## Reading text
▶

With any luck it will be the first among many. A court in Great Britain has stood up to defend children from the transgender rights madness. It has declared that children are not competent to consent to taking puberty blocking drugs.
Tyler O’Neil has offered a comprehensive analysis of the decision:
On Tuesday, Britain’s High Court defended young children from the transgender movement’s rush to give kids experimental drugs that put them on a path to chemical castration. The court laid out a framework for considering whether minors under age 18 might be able to give informed consent to receive experimental so-called “puberty-blocking” drugs intended to treat gender dysphoria (the persistent condition of identifying with a gender opposite one’s biological sex).
In a groundbreaking ruling that should set the standard for such complex issues, Dame Victoria Sharp concluded that puberty-blockers are experimental, that their effects are not “reversible” as transgender activists claim, and that in order to consent to receive such drastic treatment, children must understand adult concepts that are almost certainly beyond their grasp.

◀

## Data extract
▶

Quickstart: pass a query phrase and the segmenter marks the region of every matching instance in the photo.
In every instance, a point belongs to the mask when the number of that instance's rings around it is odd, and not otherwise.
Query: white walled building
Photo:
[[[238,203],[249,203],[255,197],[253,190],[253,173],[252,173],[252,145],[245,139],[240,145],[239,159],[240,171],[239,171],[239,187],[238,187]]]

◀

## To do
Reproduce, word for word, the stretch of the puberty-blocker ruling article from "With any luck" through "one’s biological sex).". The records are separate material with no connection to the article.

## Response area
With any luck it will be the first among many. A court in Great Britain has stood up to defend children from the transgender rights madness. It has declared that children are not competent to consent to taking puberty blocking drugs.
Tyler O’Neil has offered a comprehensive analysis of the decision:
On Tuesday, Britain’s High Court defended young children from the transgender movement’s rush to give kids experimental drugs that put them on a path to chemical castration. The court laid out a framework for considering whether minors under age 18 might be able to give informed consent to receive experimental so-called “puberty-blocking” drugs intended to treat gender dysphoria (the persistent condition of identifying with a gender opposite one’s biological sex).